Officials anticipate serving over 400 clients and the people who help them each year once the center is fully staffed and operational, they said. The center also will serve another 2,400 neighbors through community programs. For comparison, the Kedzie Center sees about 350 clients per year, Sedeño said.
‘We’re Looking Forward To Opening The Doors’
The organizing that culminated in LoSAH stretches back to 2012, when then-Mayor Rahm Emanuel shut down half of the 12 city-run mental health clinics. Among those that closed was Logan Square’s clinic, 2354 N. Milwaukee Ave., now home to Easy Does It.
The closing triggered protests and a City Hall hearing. Many neighbors were furious when the facility was replaced with a gourmet mac and cheese restaurant and a 4 a.m. bar, moves that defined the gentrification fight in Logan Square for several years.
Volunteers sprang into action in 2018, gathering thousands of signatures to open a community-funded mental health clinic in Logan Square, Hermosa or Avondale.
Their efforts — guided by the Chicago Coalition to Save Our Mental Health Services — led to a binding referendum on the 2018 municipal ballot asking residents if they’d support a property tax increase to open the clinic.
The referendum won overwhelming support from Northwest Side voters. The .025 percent property tax increase — about $4 for every $1,000 homeowners pay in property taxes — took effect in 2020. A governing board of commissioners was formed to oversee the creation of the center.
The opening is especially significant against the backdrop of rapid gentrification in the area, center leaders said.
Swift redevelopment and displacement is radically changing the character and demographics of Humboldt Park, Logan Square, Hermosa and Avondale, making mental health therapy even more pressing, Perez said.
“This is a community that’s gone through a lot, and there’s a lot of change here,” Perez said. “Change is hard for anyone.”
# # # # #
= Exercise brief =
Continue the article on the new Logan Square mental health center, picking up after its final quote.

= Dataset =
# # # # #
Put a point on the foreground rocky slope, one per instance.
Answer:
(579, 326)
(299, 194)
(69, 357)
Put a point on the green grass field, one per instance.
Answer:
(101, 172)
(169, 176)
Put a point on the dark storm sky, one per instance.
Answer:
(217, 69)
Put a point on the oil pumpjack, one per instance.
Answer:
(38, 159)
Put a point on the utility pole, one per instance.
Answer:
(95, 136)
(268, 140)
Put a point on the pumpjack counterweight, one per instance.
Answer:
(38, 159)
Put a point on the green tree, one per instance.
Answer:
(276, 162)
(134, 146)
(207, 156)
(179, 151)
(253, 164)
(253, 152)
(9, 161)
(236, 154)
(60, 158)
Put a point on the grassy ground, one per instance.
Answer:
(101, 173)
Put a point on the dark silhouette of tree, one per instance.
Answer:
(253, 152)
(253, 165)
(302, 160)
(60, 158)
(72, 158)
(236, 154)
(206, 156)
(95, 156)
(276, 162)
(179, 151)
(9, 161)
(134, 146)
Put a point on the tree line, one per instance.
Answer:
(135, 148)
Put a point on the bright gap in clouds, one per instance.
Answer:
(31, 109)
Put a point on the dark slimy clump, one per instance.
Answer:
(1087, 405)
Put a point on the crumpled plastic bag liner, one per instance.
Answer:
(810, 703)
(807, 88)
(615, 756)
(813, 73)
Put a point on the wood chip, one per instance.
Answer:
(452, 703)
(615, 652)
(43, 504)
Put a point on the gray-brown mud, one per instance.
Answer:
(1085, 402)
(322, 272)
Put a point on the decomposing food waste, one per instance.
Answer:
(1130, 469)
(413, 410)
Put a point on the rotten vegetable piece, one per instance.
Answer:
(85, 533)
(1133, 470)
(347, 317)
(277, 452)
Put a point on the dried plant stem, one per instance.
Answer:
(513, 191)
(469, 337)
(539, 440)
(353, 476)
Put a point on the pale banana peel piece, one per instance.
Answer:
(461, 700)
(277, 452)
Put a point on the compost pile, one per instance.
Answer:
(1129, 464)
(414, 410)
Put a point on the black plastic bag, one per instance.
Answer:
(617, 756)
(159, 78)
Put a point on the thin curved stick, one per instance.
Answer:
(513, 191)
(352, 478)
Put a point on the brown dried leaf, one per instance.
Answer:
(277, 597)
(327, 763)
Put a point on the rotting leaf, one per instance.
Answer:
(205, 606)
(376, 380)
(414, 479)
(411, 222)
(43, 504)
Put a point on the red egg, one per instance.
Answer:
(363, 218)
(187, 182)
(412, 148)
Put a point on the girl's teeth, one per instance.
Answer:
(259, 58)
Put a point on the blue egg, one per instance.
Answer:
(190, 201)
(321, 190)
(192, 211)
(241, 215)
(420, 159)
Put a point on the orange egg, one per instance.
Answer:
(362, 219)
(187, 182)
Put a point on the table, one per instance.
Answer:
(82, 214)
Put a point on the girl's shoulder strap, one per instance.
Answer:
# # # # #
= Written answer =
Ald. Jessie Fuentes (26th) cited some of those lingering concerns last month when she refused to lift a liquor ban to allow a taproom to open in the building’s corner lot.
Neighbors and members from the mental health center worried about how the taproom would affect gentrification, and they said it went against the mental health center’s mission to establish a safe haven for residents, including those struggling with alcoholism or substance abuse.
“I believe that maintaining the liquor moratorium here is essential to ensure that we are prioritizing the peace, well-being and safety of those working for and seeking treatment at the neighboring mental health center,” Fuentes wrote in a letter to constituents.
LoSAH will be the first business to open in the 3545-3559 W. Armitage Ave. building, a newly remodeled industrial-style property with six storefronts, said Joe Padorr, of Seneca Real Estate Group, the broker for the property.
The center broke ground in August after searching for the right location for more than a year, its leaders said.
The 5,000-square-foot warehouse was chosen because of its optimal location on the border of Logan Square and Hermosa, street parking and easy access to the Armitage No. 73 bus, commissioners said.
Construction is set to wrap in early January, and a grand opening celebration is in the works, officials said.
Despite challenges in finding the right space amid a pandemic, commissioners that moved away and losing member Sister Diane Collins, who died earlier this year, the board has not stopped its mission, said Milka Ramírez, commissioner and program president.
“In the years that we’ve been together since 2019, we’ve only canceled one meeting because of a lack of a quorum, so that goes to show how committed these commissioners are,” Ramírez said.
Their collaboration model is in line with the center’s community approach to mental wellness, Ramírez said. Leading up to the opening, commissioners gathered community input to guide decisions on the buildout, including the center’s name and the gold walls, Ramírez said.
As LoSAH leaders prepare for its debut, they hope it can become a community space and not simply a mental health clinic, Ramírez said.
“We’re looking forward to opening the doors for our communities, and we really do believe that this is going to be an opportunity for the community to come together, to heal and for more transformation,” she said.